--- START DATA SUPPLIED ---
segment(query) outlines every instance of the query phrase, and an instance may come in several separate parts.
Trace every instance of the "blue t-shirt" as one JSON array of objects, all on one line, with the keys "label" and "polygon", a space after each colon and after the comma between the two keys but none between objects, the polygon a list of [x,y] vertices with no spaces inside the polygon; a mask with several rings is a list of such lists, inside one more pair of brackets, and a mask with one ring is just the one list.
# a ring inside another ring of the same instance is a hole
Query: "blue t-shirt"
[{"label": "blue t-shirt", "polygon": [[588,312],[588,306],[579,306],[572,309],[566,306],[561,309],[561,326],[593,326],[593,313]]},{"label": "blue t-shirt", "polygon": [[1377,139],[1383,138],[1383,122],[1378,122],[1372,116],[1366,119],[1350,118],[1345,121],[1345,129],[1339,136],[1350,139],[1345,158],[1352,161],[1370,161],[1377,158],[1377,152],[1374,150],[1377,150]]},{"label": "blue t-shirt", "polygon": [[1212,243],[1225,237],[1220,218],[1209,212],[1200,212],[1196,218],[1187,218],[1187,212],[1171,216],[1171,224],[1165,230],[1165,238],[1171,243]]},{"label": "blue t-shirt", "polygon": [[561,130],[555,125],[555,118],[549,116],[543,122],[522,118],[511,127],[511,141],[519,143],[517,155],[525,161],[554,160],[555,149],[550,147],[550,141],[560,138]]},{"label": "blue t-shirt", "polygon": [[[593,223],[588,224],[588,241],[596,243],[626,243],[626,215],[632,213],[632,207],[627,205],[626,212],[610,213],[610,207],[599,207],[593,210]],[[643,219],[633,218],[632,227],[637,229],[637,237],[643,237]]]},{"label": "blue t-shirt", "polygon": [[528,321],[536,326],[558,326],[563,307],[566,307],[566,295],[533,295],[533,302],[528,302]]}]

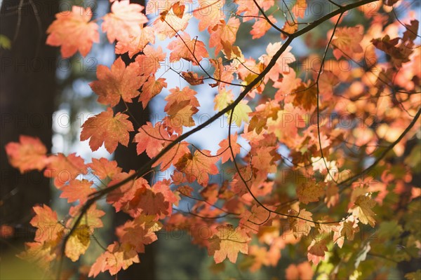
--- END DATA SUPPLIED ---
DO THIS —
Please report every line of the records that contains the word "several". Uppercase and lowercase letters count as different.

TASK RESPONSE —
segment(query) outlines every instance of the query phrase, and an instance may come in several separate parts.
Trace every instance of the "blue t-shirt" as one JSON array of objects, all on one line, with the keys "label" and "polygon", a space after each colon and after the comma between the two keys but none between objects, the polygon a list of [x,y] vertices with no spaces inside the polygon; a mask with several rings is a list of such lists, inside one more pair of brackets, and a mask with one ring is just the one list.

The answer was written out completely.